=== Section Start ===
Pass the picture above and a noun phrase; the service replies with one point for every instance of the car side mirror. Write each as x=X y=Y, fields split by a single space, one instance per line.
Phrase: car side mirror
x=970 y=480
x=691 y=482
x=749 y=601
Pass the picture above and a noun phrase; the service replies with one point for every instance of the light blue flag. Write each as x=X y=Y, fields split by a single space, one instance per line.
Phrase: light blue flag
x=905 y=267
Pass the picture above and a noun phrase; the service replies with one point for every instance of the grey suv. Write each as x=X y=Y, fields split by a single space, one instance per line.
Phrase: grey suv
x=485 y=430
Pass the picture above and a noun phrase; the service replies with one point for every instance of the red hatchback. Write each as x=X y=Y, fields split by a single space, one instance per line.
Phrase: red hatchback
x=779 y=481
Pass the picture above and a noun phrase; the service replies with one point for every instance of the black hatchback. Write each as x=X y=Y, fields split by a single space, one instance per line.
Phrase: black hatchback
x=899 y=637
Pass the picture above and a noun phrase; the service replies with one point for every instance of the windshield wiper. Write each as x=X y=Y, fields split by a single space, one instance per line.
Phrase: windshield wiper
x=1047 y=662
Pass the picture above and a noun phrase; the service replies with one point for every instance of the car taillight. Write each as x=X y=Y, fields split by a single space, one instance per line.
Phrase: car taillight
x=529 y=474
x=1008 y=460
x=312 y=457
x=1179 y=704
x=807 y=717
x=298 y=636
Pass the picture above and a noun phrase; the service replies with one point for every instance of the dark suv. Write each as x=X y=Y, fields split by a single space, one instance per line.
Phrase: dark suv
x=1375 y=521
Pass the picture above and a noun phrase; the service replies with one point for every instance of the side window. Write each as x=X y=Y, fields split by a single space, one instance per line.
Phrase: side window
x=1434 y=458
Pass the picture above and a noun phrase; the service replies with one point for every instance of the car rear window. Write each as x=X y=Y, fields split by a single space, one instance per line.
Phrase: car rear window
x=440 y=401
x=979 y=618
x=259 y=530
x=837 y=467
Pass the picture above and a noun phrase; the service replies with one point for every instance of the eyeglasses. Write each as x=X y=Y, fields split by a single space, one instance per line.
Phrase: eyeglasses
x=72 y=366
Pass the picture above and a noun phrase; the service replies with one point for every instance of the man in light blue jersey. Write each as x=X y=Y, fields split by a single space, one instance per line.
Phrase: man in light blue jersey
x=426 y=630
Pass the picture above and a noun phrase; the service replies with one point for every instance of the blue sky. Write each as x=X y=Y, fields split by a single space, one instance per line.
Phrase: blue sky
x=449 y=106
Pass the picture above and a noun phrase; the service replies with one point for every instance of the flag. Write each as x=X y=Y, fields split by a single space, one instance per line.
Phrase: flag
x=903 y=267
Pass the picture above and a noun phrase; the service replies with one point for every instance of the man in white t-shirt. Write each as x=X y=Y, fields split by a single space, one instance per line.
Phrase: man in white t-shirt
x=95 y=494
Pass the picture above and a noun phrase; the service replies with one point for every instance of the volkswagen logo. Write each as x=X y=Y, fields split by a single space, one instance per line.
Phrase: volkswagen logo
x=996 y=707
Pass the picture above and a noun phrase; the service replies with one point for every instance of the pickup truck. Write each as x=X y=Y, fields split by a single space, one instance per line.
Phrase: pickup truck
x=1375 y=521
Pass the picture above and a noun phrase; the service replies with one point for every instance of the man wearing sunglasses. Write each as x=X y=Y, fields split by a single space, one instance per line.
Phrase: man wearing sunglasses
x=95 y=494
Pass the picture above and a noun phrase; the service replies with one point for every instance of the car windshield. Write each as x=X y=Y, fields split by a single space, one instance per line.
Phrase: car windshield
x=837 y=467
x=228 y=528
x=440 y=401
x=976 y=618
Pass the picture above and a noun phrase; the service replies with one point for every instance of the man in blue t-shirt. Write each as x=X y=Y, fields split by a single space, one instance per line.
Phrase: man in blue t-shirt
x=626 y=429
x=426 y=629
=== Section End ===
(Work to complete) A complete, exact copy of the material is the expected answer.

(Response)
Pass the picture above and a noun phrase; the service replies with one point for every instance of the car side mirror. Write each as x=X y=Y, fields split by a single space, one instance per line.
Phrase: car side mirror
x=970 y=480
x=691 y=482
x=749 y=601
Pass the picture above and a noun phrase; the service replies with one point for every instance of the light blue flag. Write each as x=X y=Y, fields split by a single space, one instance per line.
Phrase: light blue flag
x=905 y=267
Pass the picture above and a noun phrase; the service replies with one point for every instance of the grey suv. Write each as x=X y=Y, fields split by a single space, one instance per line.
Phrase: grey suv
x=485 y=430
Pass the picture above and a noun phrase; the service replies with one point for every instance of the red hatchback. Write each as x=X y=Y, fields split by a single space, one instance per line.
Phrase: red hatchback
x=779 y=481
Pass the picture above and a noun phrase; the service replies with one point for every instance of the black hatchback. Write each as x=X y=Y, fields split by a single space, one instance per line.
Phrase: black hatchback
x=899 y=637
Pass the picture above and a noun phrase; the service replies with one point for every instance of the windshield wiper. Write each as x=X y=Y, fields split by a single space, one instance per line.
Phrase: windshield wiper
x=1047 y=662
Pass the picture above and a noun phrase; the service replies with one point for every instance of the car taillight. Write each as x=X y=Y, fields split by a single space, one instance per line.
Phrase: car taillight
x=529 y=474
x=1008 y=460
x=312 y=457
x=1179 y=704
x=807 y=717
x=298 y=636
Pass the picture above and a noun phrase; the service replies with one point for every instance of the dark suv. Write each as x=X y=Y, fields split by a single space, one instance per line.
Phrase: dark suv
x=1375 y=521
Pass the picture above and a noun phrase; the service replies with one point for every instance of the side window. Write each as x=X y=Y, fields split by a single space, one instance per line.
Phrase: side window
x=1434 y=458
Pass the picture above and a noun phrase; the service replies with one point for every instance of the car rear window. Write each as x=X y=Y, fields split by a single space, one instance per line.
Phrase: car rear window
x=440 y=401
x=979 y=618
x=259 y=530
x=837 y=467
Pass the picture above and a noun phrase; the service replies with one point for every instance of the eyeglasses. Write each as x=X y=Y, fields split by a single space, one instance per line.
Phrase: eyeglasses
x=72 y=366
Pass the picture above and a noun phrase; the service replies with one point for every instance of the man in light blue jersey. Write each as x=X y=Y, fields split by a single space, one instance per line.
Phrase: man in light blue jersey
x=426 y=630
Pass the picture above and a noun phrase; the service replies with one point for every instance of the blue sky. Write each as x=X y=Y, fields split by a single space, one instance per line.
Phrase: blue sky
x=449 y=106
Pass the picture above and a noun phrase; the service replies with one point for every instance of the flag. Write each as x=X y=Y, fields split by a single space, one instance per line.
Phrase: flag
x=903 y=267
Pass the picture above and a noun phrase; the service replies with one point for every instance of the man in white t-shirt. Write each as x=X y=Y, fields split by a single space, one instance per line.
Phrase: man in white t-shirt
x=95 y=494
Pass the picture above and a noun phrase; the service replies with one point for every instance of the volkswagen logo. Write each as x=X y=Y, fields split by a single space, one instance per line.
Phrase: volkswagen logo
x=996 y=707
Pass the picture above and a noun phrase; the service replies with one point for every instance of the pickup truck. Write each as x=X y=Y, fields split by a single space, one instance per line.
Phrase: pickup truck
x=1375 y=521
Pass the picture above and a noun phrase; the service replies with one point for every instance of the man wearing sunglasses. Write each as x=X y=Y, fields split by a single space, one instance per line.
Phrase: man wearing sunglasses
x=95 y=494
Pass the picture above and a noun phrase; the service replies with one point for every instance of the car windshield. Write each as x=X y=Y, fields split by a single space, one instance per line.
Phrase: car windshield
x=837 y=467
x=228 y=528
x=440 y=401
x=976 y=618
Pass the picture above and a noun phrase; the service replies with one point for every instance of the man in blue t-shirt. Write each as x=X y=Y, fields split by a single space, one instance per line.
Phrase: man in blue t-shirt
x=626 y=429
x=426 y=629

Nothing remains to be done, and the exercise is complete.